EXCERPT PROVIDED:
It is recommended to commit the generated source code into the respective version control to preserve build consistency and minimise the need for compiler installations. Alternatively, you may use the Maven plugin.

<plugin>
    <groupId>net.quies.colfer</groupId>
    <artifactId>colfer-maven-plugin</artifactId>
    <version>1.11.2</version>
    <configuration>
        <packagePrefix>com/example</packagePrefix>
    </configuration>
</plugin>

Schema

Data structures are defined in .colf files. The format is quite self-explanatory.

// Package demo offers a demonstration.
// These comment lines will end up in the generated code.
package demo

// Course is the grounds where the game of golf is played.
type course struct {
    ID    uint64
    name  text
    holes []hole
    image binary
    tags  []text
}

type hole struct {
    // Lat is the latitude of the cup.
    lat float64
    // Lon is the longitude of the cup.
    lon float64
    // Par is the difficulty index.
    par uint8
    // Water marks the presence of water.
    water bool
    // Sand marks the presence of sand.

WORK INSTRUCTIONS:
How would you sum up the Colfer excerpt in two sentences? The data after this text isn't needed.

ENTRIES:
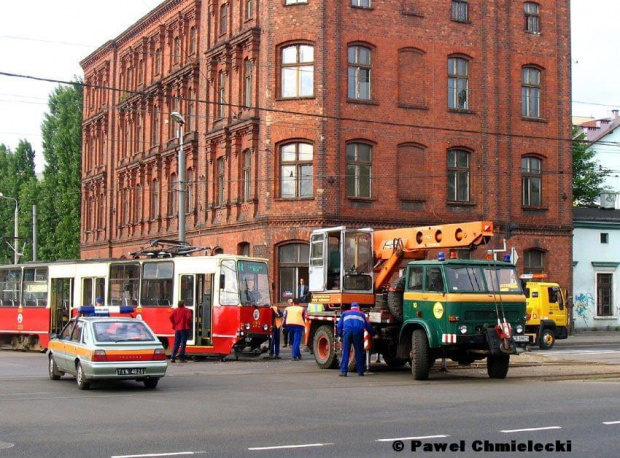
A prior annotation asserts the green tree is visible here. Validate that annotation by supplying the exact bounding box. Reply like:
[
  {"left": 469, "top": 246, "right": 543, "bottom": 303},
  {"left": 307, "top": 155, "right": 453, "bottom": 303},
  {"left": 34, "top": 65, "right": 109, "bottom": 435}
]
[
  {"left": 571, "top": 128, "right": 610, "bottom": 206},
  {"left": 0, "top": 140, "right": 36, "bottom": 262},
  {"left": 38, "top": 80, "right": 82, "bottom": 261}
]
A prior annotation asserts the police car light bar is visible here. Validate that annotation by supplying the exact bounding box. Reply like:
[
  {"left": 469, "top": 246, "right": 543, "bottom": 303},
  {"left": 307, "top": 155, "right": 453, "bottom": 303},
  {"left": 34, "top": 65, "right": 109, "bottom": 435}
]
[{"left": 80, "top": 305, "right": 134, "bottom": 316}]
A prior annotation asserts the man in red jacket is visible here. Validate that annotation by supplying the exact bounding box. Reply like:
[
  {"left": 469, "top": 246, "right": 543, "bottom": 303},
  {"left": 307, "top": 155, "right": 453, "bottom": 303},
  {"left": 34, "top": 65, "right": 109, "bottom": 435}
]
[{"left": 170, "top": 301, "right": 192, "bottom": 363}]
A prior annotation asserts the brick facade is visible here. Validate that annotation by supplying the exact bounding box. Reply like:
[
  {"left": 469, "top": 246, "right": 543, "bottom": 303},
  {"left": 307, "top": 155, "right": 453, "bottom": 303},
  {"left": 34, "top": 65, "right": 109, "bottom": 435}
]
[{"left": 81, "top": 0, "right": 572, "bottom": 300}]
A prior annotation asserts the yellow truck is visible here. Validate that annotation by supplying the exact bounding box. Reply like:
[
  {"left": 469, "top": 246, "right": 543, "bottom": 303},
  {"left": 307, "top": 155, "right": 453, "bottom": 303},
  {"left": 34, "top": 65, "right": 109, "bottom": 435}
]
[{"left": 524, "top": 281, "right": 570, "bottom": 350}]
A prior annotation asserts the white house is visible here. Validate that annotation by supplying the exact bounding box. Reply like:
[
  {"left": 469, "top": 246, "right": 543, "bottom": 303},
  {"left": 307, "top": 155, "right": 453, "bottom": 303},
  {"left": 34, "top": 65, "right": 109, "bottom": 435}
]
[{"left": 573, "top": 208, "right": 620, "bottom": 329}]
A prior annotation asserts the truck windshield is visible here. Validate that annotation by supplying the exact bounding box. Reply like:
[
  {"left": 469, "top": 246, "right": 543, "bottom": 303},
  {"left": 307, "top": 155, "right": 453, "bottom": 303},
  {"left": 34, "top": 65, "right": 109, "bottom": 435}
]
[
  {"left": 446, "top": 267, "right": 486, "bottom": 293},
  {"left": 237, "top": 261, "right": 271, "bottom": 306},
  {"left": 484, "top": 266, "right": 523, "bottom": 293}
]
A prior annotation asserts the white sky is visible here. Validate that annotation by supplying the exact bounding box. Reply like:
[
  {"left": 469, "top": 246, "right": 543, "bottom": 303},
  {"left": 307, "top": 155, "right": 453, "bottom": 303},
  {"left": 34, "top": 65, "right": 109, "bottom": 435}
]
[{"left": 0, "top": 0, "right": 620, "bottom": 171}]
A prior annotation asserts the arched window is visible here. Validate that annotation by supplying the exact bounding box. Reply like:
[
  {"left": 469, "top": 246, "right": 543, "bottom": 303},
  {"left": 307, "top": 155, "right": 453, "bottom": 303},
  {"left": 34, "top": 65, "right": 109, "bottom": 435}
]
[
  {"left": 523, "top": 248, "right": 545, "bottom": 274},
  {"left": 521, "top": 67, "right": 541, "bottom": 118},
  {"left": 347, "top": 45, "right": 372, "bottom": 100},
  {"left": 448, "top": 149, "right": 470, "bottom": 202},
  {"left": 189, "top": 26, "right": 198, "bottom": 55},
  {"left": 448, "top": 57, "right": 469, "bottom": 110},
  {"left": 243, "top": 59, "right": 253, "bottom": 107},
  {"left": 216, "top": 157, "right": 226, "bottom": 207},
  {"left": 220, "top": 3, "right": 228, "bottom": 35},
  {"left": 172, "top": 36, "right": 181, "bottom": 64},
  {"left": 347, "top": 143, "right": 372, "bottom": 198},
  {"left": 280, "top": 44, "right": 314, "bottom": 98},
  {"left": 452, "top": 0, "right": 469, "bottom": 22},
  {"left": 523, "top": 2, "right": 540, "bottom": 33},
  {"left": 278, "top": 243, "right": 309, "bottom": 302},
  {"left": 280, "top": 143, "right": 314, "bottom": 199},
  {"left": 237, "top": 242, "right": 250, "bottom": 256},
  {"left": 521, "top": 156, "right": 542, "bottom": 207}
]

COMPLETED EXERCISE:
It recommends committing the generated source code to version control to preserve build consistency and minimize compiler installations, with a Maven plugin offered as an alternative. It also explains that data structures are defined in .colf files and shows a schema for a demo package with course and hole types.